#### Work request:
Set down exactly the lines below, from the one containing "TARGET: concrete sidewalk" through the final line, and include no others.

Point-per-instance localization data
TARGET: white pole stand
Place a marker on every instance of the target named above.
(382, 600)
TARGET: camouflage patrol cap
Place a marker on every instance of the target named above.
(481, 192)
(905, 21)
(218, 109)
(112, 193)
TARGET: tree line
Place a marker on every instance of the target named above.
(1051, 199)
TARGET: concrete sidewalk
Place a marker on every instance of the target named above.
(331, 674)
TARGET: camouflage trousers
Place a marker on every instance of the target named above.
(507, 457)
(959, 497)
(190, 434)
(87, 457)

#### Response to this task:
TARGET: concrete sidewalk
Place a marker on every instance of the target named above.
(331, 674)
TARGET: camouflage trousers
Place a marker on every instance of the target named above.
(507, 457)
(959, 497)
(190, 434)
(87, 457)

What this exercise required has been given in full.